____ SUPPLIED DATA

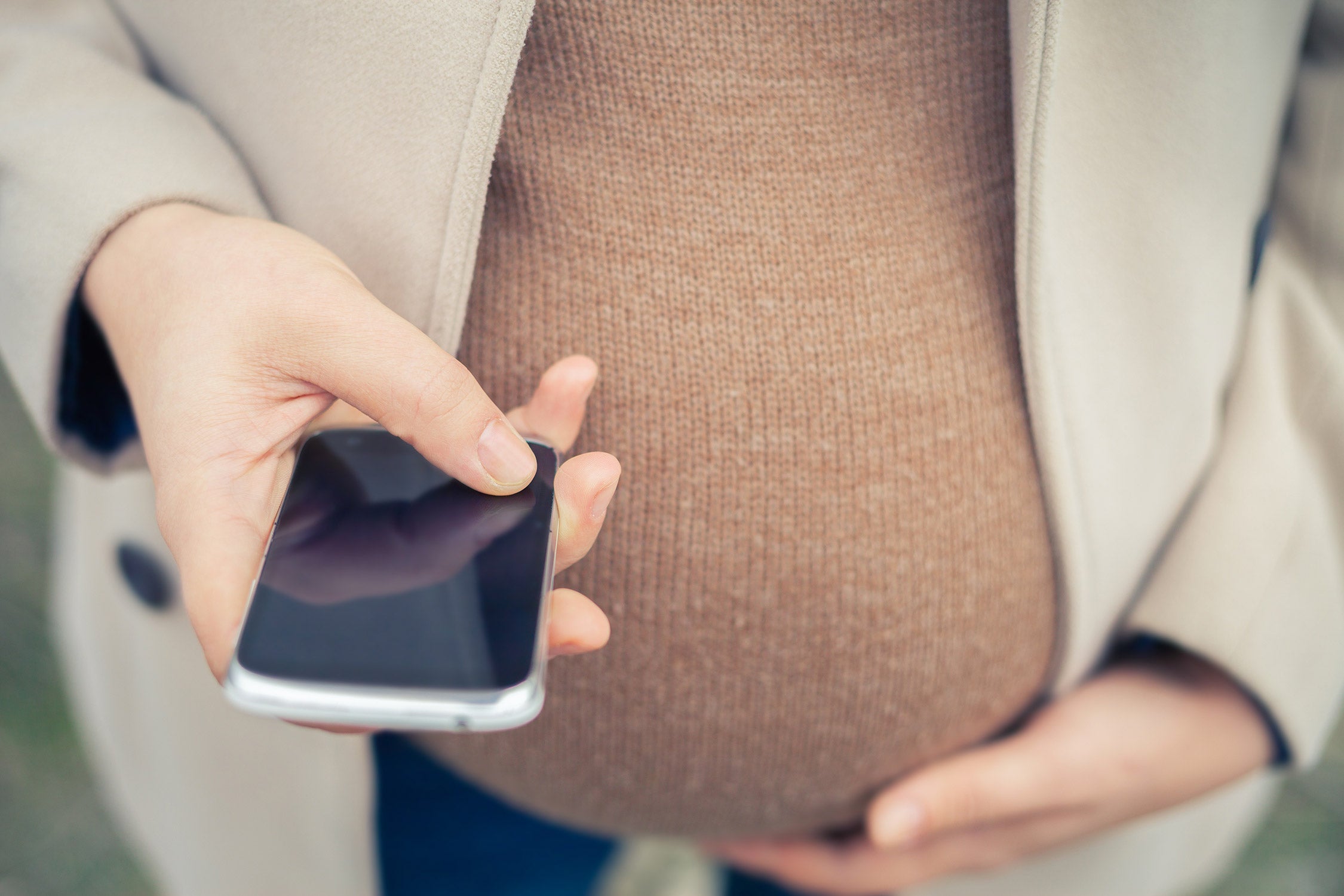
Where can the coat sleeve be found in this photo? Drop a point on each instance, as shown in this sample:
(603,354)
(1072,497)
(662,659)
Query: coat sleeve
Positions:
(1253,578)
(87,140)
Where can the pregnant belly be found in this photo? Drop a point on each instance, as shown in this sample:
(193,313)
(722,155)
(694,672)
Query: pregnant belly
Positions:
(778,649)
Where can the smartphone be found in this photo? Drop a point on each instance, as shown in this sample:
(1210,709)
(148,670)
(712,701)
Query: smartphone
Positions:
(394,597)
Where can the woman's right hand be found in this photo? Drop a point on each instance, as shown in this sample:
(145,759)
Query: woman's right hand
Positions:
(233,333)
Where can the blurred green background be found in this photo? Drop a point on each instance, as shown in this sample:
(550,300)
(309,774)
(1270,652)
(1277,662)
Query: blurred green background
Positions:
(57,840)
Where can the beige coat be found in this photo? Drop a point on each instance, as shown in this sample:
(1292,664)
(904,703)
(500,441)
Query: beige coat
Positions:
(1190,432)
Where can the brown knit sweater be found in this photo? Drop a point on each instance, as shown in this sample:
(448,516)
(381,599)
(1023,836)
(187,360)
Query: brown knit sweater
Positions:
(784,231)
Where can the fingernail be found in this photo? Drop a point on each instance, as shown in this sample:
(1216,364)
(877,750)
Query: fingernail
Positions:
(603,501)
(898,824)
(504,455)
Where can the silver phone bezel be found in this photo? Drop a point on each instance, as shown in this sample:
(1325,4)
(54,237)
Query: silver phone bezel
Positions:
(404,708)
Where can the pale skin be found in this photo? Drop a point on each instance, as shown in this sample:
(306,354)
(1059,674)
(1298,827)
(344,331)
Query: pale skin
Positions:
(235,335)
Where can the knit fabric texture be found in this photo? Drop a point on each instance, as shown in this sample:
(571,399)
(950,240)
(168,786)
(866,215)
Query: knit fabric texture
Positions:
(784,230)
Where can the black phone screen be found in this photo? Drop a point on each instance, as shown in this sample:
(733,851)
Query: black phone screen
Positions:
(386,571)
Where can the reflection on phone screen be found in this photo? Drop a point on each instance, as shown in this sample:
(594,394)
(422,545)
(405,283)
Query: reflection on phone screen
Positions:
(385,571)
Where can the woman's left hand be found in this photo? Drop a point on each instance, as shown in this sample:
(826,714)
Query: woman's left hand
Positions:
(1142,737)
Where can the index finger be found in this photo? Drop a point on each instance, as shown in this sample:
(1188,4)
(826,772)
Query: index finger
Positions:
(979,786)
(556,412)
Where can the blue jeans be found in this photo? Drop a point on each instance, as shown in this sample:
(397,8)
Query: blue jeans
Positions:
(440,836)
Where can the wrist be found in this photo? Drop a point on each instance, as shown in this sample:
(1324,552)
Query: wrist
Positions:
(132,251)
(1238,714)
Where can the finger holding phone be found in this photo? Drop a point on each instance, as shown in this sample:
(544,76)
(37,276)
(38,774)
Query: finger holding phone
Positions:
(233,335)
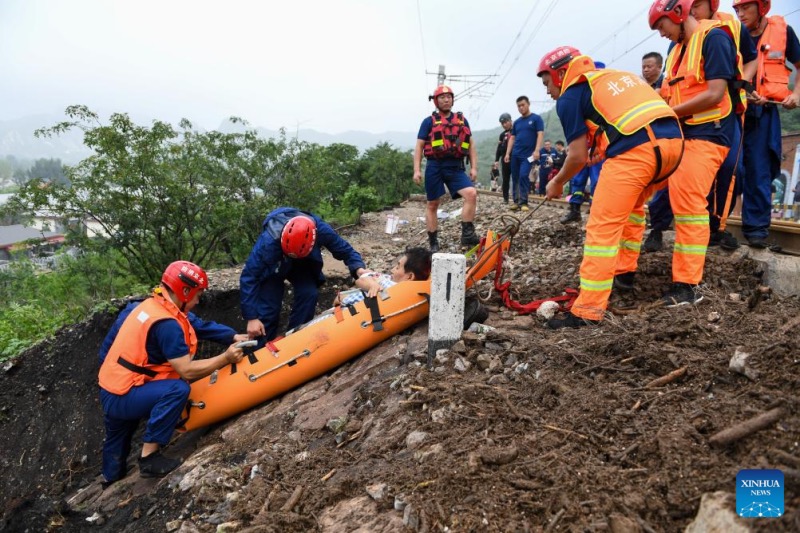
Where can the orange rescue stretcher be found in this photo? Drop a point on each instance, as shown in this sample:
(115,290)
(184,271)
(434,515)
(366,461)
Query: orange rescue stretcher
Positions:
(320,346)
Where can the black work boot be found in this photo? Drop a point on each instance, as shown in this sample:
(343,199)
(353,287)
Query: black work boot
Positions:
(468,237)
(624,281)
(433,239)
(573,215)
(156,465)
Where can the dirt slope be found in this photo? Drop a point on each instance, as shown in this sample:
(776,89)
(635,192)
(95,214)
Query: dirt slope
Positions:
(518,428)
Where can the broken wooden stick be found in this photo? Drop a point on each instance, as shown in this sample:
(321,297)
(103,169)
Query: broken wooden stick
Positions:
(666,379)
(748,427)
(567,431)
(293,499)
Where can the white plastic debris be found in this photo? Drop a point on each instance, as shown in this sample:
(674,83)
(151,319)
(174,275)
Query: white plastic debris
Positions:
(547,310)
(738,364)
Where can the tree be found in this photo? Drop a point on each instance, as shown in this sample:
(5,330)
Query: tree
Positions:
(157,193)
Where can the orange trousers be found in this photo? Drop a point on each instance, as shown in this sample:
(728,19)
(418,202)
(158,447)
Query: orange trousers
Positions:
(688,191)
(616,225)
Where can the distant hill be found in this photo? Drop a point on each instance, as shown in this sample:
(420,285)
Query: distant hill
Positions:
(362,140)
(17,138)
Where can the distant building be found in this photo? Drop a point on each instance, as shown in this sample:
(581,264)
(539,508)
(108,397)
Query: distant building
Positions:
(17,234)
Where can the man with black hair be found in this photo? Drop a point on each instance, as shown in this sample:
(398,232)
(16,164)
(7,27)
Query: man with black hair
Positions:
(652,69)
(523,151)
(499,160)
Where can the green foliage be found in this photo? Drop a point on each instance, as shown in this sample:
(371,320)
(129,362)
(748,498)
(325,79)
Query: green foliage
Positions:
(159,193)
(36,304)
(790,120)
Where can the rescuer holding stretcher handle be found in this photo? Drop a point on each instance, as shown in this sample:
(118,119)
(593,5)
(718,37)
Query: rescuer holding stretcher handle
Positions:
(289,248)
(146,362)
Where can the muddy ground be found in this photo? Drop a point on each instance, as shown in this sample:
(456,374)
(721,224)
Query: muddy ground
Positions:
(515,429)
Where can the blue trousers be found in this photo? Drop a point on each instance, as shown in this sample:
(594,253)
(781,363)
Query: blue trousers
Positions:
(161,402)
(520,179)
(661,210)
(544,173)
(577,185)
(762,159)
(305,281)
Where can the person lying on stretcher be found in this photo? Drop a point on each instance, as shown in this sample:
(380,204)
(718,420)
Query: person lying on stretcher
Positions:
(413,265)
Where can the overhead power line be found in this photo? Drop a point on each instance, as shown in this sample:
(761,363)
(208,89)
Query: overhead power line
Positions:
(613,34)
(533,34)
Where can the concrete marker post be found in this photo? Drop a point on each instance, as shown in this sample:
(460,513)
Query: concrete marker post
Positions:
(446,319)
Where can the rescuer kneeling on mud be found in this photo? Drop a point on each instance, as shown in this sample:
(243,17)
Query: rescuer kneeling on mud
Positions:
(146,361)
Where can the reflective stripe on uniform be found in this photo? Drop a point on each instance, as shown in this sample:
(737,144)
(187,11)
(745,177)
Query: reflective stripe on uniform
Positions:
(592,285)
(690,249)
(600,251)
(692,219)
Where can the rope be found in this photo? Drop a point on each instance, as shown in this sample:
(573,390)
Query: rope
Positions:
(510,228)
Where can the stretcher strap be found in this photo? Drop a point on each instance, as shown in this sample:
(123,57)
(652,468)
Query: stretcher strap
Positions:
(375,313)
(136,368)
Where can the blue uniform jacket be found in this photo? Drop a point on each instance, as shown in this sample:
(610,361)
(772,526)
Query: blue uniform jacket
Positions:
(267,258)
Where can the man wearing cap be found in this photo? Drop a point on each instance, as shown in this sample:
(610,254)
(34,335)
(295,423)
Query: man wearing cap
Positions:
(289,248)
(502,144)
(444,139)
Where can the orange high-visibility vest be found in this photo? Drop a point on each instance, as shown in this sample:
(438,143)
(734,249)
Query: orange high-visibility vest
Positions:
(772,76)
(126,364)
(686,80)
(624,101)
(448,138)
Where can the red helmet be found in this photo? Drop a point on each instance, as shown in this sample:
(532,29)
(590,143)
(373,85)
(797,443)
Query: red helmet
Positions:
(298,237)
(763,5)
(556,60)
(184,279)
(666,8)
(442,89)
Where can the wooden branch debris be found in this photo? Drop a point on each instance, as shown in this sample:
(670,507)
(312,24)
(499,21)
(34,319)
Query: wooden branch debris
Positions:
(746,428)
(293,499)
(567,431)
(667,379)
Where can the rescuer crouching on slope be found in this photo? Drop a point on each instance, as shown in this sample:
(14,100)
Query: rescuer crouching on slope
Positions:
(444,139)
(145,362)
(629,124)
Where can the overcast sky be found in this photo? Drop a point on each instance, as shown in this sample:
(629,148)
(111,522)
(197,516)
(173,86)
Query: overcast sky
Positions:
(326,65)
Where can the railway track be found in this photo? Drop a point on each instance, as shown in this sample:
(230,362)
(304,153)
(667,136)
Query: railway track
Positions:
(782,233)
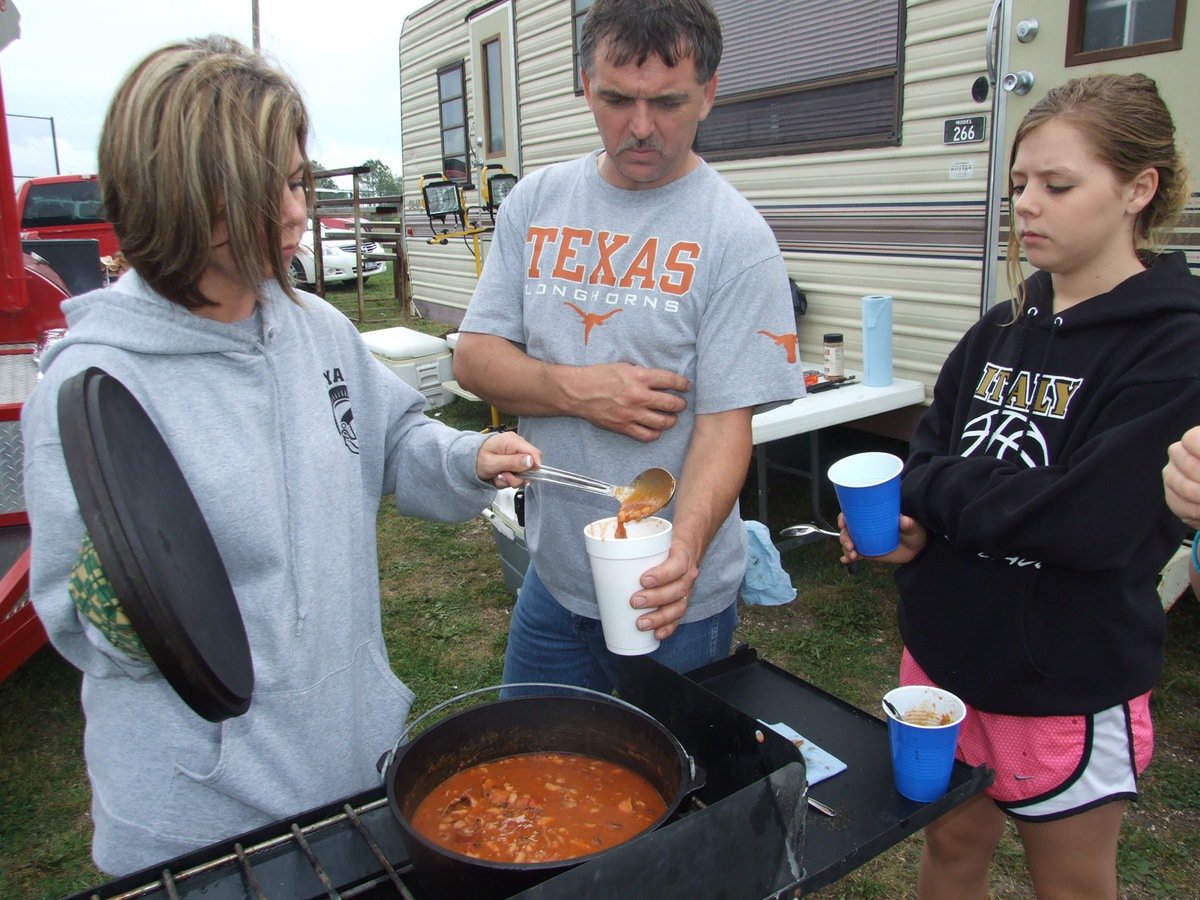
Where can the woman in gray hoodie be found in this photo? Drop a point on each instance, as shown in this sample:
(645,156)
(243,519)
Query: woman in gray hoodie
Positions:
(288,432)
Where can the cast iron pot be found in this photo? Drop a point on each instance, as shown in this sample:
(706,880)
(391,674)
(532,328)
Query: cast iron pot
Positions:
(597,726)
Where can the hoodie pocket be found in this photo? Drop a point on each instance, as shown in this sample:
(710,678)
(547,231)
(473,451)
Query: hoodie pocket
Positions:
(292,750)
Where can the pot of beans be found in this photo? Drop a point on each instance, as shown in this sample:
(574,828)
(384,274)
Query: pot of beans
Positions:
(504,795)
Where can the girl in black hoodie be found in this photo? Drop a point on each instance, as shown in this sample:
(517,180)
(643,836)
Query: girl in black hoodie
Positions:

________

__WORK ITEM__. Find how many lines in the listing above contain the word "visibility", then state that number by itself.

__ANSWER__. 2